### Required action A:
In the essay on the hospital, why does the writer say that the hospital is a "uniquely Kafkaesque construct"? Answer in one to three sentences.
### Required action B:
Resume the essay on the hospital at the point where it stops, and add one more paragraph in the same voice.

240228 - The Hospital

240228 - The Hospital

The words are the clearest when I’m the least capable of getting them down. Yet I will try.

Reality is a peculiar thing. It’s taken for granted until it’s challenged. The outliers face a terrifying decision. To trust themselves, or everyone else? Who is more likely to be mad? In the end, if they are to survive, they must come to the same conclusion. It doesn’t matter if I’m mad. I must live my life.

The hospital is a uniquely Kafkaesque construct. Unique, not in its Kafkaesqueness, but in the fact that the average person is most likely to encounter it there. The subject is, by his very entrance, already conceding. He enters for help, helpless he is in need of the other. Most likely, by the fact of him being there, he is weakened, often substantially. The atmosphere certainly does nothing to help ease his worries. He is then completely objectified. He is granted permission to express only in so far as it is the reason for him being there: “What are your symptoms?”

### Supplied records:
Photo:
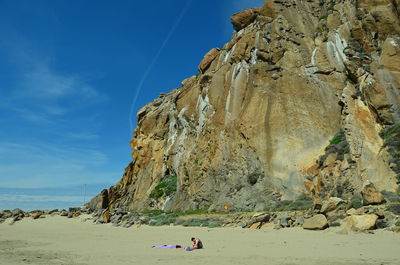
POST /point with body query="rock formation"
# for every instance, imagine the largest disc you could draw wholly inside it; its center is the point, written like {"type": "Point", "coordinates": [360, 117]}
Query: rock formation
{"type": "Point", "coordinates": [294, 104]}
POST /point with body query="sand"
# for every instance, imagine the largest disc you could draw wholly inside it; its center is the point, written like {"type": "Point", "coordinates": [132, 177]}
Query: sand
{"type": "Point", "coordinates": [58, 240]}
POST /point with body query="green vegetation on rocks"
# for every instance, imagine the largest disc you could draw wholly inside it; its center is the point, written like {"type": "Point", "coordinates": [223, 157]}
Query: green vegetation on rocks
{"type": "Point", "coordinates": [356, 202]}
{"type": "Point", "coordinates": [391, 137]}
{"type": "Point", "coordinates": [166, 187]}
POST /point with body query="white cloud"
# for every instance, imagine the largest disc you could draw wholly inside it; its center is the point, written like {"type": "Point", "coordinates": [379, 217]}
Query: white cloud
{"type": "Point", "coordinates": [47, 165]}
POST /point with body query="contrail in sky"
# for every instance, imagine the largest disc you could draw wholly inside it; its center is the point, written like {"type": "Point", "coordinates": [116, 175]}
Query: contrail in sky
{"type": "Point", "coordinates": [151, 65]}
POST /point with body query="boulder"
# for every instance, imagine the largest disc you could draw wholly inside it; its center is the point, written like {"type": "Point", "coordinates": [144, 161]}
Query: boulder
{"type": "Point", "coordinates": [106, 216]}
{"type": "Point", "coordinates": [330, 204]}
{"type": "Point", "coordinates": [283, 220]}
{"type": "Point", "coordinates": [317, 222]}
{"type": "Point", "coordinates": [317, 204]}
{"type": "Point", "coordinates": [360, 223]}
{"type": "Point", "coordinates": [371, 195]}
{"type": "Point", "coordinates": [36, 214]}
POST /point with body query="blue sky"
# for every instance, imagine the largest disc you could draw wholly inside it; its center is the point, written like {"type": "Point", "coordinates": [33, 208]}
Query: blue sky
{"type": "Point", "coordinates": [70, 71]}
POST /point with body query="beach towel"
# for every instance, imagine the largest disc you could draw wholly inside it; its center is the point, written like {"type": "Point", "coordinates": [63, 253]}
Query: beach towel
{"type": "Point", "coordinates": [173, 246]}
{"type": "Point", "coordinates": [167, 246]}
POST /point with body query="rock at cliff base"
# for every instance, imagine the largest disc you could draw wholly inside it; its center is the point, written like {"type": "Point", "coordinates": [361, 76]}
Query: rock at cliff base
{"type": "Point", "coordinates": [330, 204]}
{"type": "Point", "coordinates": [361, 223]}
{"type": "Point", "coordinates": [317, 222]}
{"type": "Point", "coordinates": [371, 195]}
{"type": "Point", "coordinates": [106, 217]}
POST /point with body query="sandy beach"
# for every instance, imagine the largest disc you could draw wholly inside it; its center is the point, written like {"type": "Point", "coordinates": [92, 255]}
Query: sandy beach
{"type": "Point", "coordinates": [58, 240]}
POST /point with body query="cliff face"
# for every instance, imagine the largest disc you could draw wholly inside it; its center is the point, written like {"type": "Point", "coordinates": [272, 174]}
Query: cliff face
{"type": "Point", "coordinates": [294, 104]}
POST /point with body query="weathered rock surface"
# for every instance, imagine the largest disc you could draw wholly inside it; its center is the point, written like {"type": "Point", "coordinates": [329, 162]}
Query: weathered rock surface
{"type": "Point", "coordinates": [300, 82]}
{"type": "Point", "coordinates": [331, 204]}
{"type": "Point", "coordinates": [317, 222]}
{"type": "Point", "coordinates": [371, 195]}
{"type": "Point", "coordinates": [361, 223]}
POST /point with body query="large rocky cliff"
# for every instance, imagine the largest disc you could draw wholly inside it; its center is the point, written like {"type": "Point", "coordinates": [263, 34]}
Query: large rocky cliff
{"type": "Point", "coordinates": [300, 101]}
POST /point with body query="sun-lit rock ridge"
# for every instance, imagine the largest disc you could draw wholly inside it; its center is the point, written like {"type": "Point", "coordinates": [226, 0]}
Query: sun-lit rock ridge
{"type": "Point", "coordinates": [294, 103]}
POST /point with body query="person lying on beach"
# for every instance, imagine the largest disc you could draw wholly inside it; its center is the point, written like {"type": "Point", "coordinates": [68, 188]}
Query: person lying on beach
{"type": "Point", "coordinates": [197, 244]}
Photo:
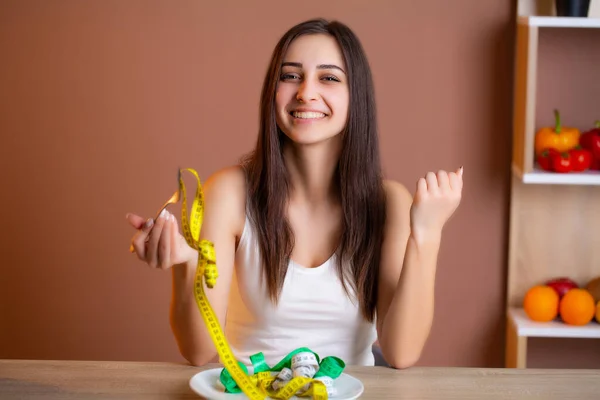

### Result A:
The hospital is not unique because it is Kafkaesque. It is unique because it is the place where the average person is most likely to meet that Kafkaesque quality.

### Result B:
He is then consulted in so much as he is the knower of his body: “When did you last eat? Does this hurt? What about that?”. These times of expression only serves to negate him further, to a passive source of body-knowledge. Patients are not treated, symptoms are. Shuttled from room to room; eat this, drink that, piss in this cup, give us some blood. All the while the environment is excessively sterile, bright and uncomfortable. Nothing is explained or done in account of a person being helped. Such a notion has nothing to do with the function of a hospital. The body sourcing a Subject is rather something quite cumbersome for this enterprise, and everything is carefully set up so that his interference is minimized as much as possible. He is, fundamentally, denied.